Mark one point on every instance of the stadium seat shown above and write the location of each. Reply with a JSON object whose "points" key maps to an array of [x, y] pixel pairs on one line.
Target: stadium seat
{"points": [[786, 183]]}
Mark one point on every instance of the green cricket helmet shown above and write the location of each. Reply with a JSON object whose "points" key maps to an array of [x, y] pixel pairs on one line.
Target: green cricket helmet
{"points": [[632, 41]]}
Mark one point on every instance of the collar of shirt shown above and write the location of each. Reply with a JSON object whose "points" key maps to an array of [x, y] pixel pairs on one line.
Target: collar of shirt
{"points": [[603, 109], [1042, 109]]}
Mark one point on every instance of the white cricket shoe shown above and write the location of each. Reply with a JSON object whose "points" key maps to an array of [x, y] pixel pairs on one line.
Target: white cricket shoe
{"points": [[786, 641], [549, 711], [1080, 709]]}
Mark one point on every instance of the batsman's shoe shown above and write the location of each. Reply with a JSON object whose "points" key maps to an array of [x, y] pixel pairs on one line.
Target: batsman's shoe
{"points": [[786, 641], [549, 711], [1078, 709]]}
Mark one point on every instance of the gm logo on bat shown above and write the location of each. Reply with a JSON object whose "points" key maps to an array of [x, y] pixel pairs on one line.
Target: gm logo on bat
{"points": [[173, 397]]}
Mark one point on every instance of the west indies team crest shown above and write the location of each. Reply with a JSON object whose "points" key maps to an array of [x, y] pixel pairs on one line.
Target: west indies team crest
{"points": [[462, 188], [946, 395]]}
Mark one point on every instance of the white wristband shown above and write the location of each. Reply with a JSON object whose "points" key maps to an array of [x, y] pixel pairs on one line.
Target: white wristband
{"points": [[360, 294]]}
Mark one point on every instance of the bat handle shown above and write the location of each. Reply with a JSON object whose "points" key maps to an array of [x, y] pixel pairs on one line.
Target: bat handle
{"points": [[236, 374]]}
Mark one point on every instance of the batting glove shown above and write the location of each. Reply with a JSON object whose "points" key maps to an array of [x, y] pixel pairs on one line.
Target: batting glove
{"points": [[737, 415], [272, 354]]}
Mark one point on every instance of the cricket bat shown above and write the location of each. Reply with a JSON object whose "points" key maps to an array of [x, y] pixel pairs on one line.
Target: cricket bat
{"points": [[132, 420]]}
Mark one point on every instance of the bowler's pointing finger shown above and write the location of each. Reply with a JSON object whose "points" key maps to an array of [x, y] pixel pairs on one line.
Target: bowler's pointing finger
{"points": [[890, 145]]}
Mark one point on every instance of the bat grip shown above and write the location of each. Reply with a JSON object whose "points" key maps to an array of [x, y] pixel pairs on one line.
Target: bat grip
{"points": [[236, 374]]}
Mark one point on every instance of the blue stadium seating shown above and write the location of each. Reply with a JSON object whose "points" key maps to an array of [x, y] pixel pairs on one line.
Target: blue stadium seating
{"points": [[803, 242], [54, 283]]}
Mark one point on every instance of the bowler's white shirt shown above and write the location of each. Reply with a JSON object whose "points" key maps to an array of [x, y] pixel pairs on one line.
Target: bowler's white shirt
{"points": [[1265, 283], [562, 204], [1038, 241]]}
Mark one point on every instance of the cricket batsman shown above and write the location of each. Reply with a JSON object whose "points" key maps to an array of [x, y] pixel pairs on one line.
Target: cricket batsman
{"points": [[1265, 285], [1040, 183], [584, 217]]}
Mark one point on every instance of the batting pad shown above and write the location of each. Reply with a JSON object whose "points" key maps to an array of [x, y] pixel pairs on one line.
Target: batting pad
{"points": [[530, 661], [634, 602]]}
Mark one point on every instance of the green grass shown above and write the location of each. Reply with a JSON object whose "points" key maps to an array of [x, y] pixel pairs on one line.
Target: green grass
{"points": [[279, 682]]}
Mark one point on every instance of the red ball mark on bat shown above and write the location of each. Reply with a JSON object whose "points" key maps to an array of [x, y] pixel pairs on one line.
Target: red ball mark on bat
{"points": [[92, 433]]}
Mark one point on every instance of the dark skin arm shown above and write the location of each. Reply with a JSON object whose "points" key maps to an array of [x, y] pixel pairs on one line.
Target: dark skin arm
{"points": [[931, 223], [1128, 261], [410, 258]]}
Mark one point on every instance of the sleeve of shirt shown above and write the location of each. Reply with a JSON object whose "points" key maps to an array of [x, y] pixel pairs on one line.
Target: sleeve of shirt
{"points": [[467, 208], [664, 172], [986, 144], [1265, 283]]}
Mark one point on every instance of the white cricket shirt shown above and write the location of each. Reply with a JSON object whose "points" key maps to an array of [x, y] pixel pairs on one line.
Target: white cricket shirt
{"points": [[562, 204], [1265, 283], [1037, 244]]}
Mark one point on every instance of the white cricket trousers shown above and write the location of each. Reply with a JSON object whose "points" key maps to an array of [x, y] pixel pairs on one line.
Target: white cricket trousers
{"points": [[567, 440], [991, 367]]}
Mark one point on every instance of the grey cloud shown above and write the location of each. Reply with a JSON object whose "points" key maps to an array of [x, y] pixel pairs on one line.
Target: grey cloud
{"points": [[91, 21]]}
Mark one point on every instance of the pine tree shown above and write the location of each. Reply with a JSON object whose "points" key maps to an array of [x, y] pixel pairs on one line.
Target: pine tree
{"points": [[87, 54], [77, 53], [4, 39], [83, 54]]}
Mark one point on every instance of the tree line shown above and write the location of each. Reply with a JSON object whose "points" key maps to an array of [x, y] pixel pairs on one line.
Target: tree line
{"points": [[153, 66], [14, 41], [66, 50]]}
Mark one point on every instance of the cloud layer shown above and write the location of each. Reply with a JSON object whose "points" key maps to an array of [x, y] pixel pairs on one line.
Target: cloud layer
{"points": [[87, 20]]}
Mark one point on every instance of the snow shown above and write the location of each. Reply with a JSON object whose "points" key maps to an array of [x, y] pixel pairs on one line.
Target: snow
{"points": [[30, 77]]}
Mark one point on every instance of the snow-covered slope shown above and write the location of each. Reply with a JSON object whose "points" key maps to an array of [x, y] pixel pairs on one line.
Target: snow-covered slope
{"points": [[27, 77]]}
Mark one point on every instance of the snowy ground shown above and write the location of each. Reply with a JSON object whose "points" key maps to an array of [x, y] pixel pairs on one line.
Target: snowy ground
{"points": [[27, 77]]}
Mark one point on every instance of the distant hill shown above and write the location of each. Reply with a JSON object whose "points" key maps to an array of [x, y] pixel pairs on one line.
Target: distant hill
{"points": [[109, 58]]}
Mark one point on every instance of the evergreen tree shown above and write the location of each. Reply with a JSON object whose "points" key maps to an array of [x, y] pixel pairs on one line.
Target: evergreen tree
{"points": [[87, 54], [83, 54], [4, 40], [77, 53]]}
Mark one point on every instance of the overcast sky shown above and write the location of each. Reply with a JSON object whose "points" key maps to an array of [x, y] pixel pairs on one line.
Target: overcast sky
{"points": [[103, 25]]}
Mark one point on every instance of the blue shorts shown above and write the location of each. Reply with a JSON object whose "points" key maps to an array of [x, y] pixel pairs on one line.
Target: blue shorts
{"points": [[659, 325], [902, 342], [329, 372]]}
+--
● Task instructions:
Take the line with "Mark one point on every instance of the distant" and all lines after it through the end of the records, and write them out exactly; include nothing else.

● Task output:
Mark one point on every instance of the distant hill shown above and write the location of each. Reply with a JSON object whose "points" key maps to an array of [x, y] pixel pairs on one line.
Target: distant hill
{"points": [[109, 58]]}
Mark one point on every instance of the evergreen tree shown above and write the location of each. Reply with a JSON object whose "points" key maps to an array of [x, y] pixel pairs on one line.
Target: evergreen tree
{"points": [[87, 54], [83, 54], [4, 40], [77, 53]]}
Mark one point on every instance of the overcast sky shown above and write the location of each. Reply with a JSON object whose "points" key maps to an array of [x, y] pixel pairs on one line.
Target: overcast sky
{"points": [[103, 25]]}
Mark one point on every instance of the blue shorts shown above and write the location of each. Reply with a JSON object whose "points" key maps to an array of [x, y] pixel pairs on one line.
Target: blue shorts
{"points": [[659, 325], [902, 342], [329, 372]]}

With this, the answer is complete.